# [What you have to do]
Write the next part of the forum thread about sociology faculty jobs below, picking up right after its last post.

There are hundreds of new soc PhDs each year (probably 200-250 for T20 depts alone) and 5-6 spots at Columbia or better depts. That's more or less 1%.
I won't debate whether HRM APs are necessarily better than others, but my point is that the worst Columbia AP has still succeeded where the overwhelming majority of us will fail. And that getting any R1 job puts you in the top 10 or 20% of your peers.
A position at the GC/CUNY is one of the best jobs in academia. Teaching 1/0 or 1/1 or 2/1 "at the most." Most distinguished professors are required to do 1/0 or 1/1 "at the most." Class size is small, fewer than 12 PhD students and no undergrads. Service is minimal. The rest of the time is for your own research. And there is tremendous freedom. Extremely collegial colleagues at an institution that is centrally located in NYC, so you can live anywhere in the tri-state area and accommodate partners and spouses, etc. from NJ, NY to the suburbs of Westchester and Long Island, all of this with an easy commute to the GC. In fact, there are many people who came to the GC AFTER they have been tenured at Columbia, Penn, Harvard GSE, Duke, UCLA, Northwestern etc. in Sociology and in related disciplines. But they prefer the GC over some of these other more elite places because it provides great work-life balances in an extremely prestigious program. For those who have been at some of the other departments named above, they all realize how toxic these departments are given the composition of faculty there, and many would rather not deal with such toxicity just because of the prestige. At some point in your life, I hope some of you will realize that status is not as important as we think.
if the the GC people were at the 1% of the discipline they would be denied tenure at other places.
There are hundreds of new soc PhDs each year (probably 200-250 for T20 depts alone) and 5-6 spots at Columbia or better depts. That's more or less 1%.
I won't debate whether HRM APs are necessarily better than others, but my point is that the worst Columbia AP has still succeeded where the overwhelming majority of us will fail. And that getting any R1 job puts you in the top 10 or 20% of your peers.
You have only succeeded if you get tenure. And your match doesn't add up, even given your own ridiculous numbers (T20 departments do not graduate anywhere near 200 PhDs per year).

# [Extracted records]

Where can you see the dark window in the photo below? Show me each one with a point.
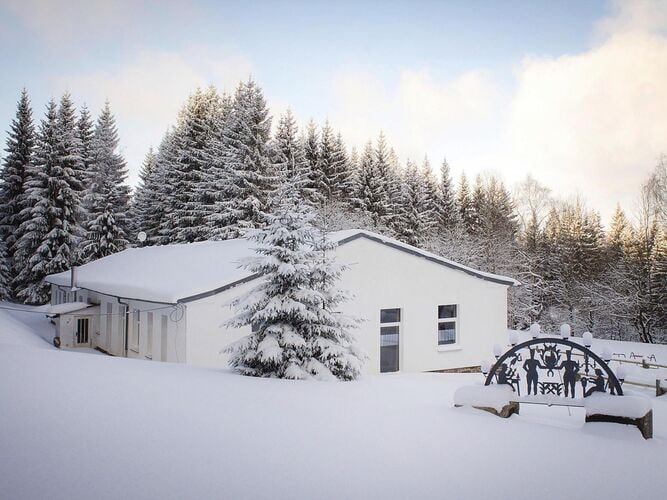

...

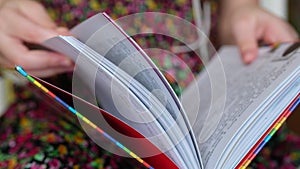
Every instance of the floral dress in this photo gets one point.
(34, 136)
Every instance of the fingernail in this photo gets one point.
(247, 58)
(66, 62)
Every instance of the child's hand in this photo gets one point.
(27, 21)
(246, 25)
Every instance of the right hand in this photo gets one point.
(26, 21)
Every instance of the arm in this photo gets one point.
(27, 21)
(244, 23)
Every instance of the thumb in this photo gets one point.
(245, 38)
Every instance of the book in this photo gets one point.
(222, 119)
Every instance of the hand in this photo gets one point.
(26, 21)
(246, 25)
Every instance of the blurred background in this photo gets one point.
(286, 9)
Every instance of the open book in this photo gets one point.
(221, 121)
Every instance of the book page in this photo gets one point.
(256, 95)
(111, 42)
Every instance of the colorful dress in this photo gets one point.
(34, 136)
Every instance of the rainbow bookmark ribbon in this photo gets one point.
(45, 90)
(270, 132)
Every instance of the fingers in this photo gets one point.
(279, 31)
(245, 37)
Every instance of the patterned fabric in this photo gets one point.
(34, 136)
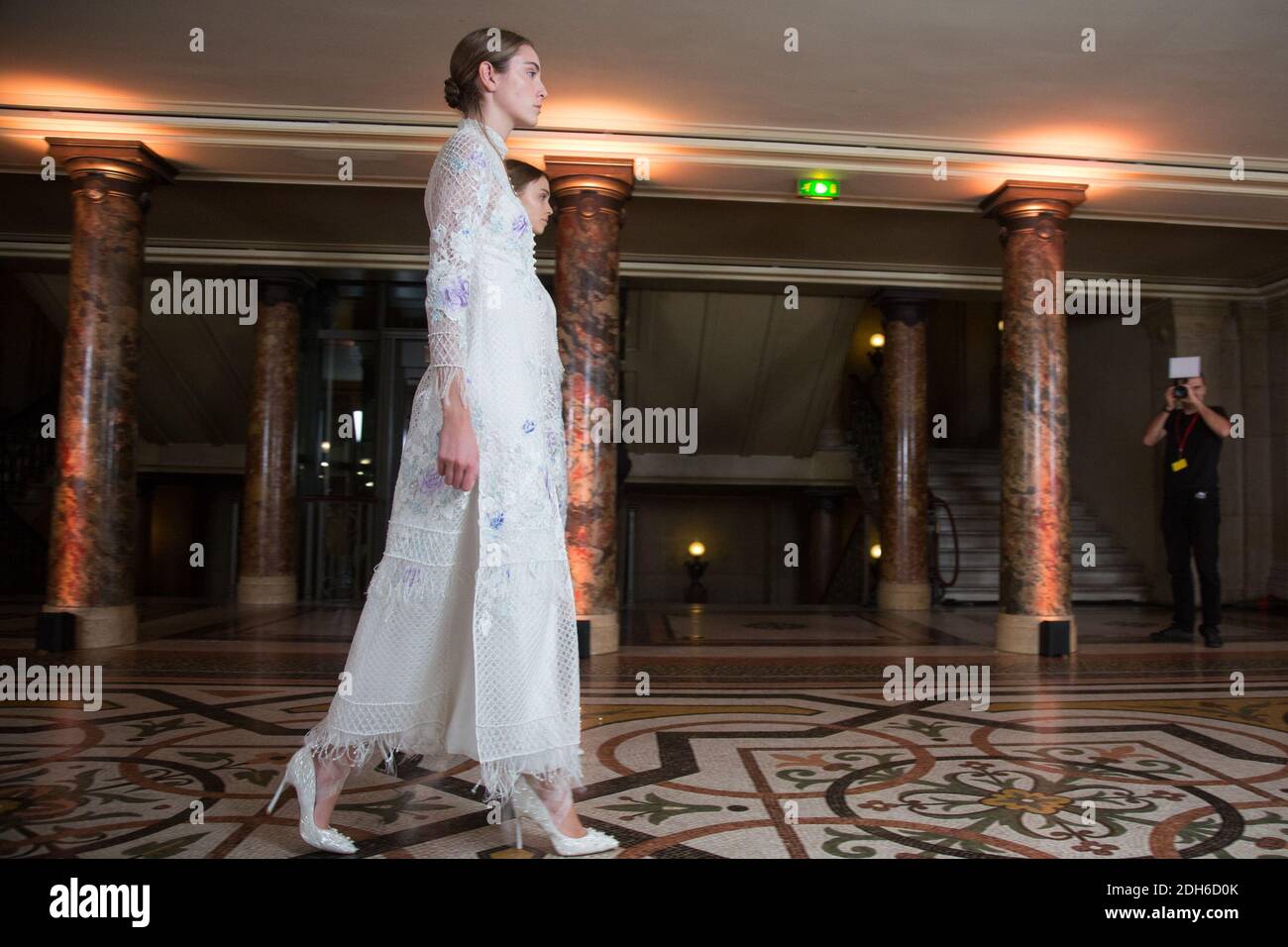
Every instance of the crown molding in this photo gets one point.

* * *

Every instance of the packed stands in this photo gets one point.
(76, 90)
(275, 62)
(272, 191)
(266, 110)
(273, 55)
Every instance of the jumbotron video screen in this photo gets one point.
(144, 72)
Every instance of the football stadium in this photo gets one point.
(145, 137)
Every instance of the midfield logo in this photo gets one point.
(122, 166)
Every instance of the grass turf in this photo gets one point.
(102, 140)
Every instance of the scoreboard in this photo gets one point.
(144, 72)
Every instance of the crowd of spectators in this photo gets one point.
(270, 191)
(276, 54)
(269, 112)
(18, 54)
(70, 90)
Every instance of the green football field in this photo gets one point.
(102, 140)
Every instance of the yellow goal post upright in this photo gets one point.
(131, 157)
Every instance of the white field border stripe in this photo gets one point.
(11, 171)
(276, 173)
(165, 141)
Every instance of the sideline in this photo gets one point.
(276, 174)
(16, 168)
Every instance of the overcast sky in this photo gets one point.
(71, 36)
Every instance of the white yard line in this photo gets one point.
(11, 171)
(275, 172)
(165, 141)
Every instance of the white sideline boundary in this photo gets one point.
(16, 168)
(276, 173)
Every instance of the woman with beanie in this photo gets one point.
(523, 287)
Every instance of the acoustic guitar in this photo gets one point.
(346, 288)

# [Reply]
You have only succeeded if you get tenure.
That's your opinion. 99% of people not getting an AP job at Columbia or better is a fact
And your match doesn't add up, even given your own ridiculous numbers (T20 departments do not graduate anywhere near 200 PhDs per year).
That's 10 students/program, considering that there are 22-25 T20 depts. When you average out Berkeley and Cornell, that's about right.
You have only succeeded if you get tenure.
That's your opinion. 99% of people not getting an AP job at Columbia or better is a fact
And your match doesn't add up, even given your own ridiculous numbers (T20 departments do not graduate anywhere near 200 PhDs per year).
That's 10 students/program, considering that there are 22-25 T20 depts. When you average out Berkeley and Cornell, that's about right.
That you have only succeeded if you get tenure is not an opinion but the basic fact of US academia.
LOL @ "there are 22-25 T20 depts". As other poster said, your match doesn't add up. The 200 PhDs a year from T20 departments is not close to being right even if you "average out" some departments. Most T20 departments don't even have incoming cohorts of 10 people.
You are embarrassing yourself, Carla.
The difference between AG and Carla is that AG has a real army of defenders—however misguided they might be—who stick up for her whenever she is mentioned on SJMR.
With CS, it is incredibly obvious that it’s just her sticking up for herself. It makes sense, though. She doesn’t do research, so she has lots of time on her hands.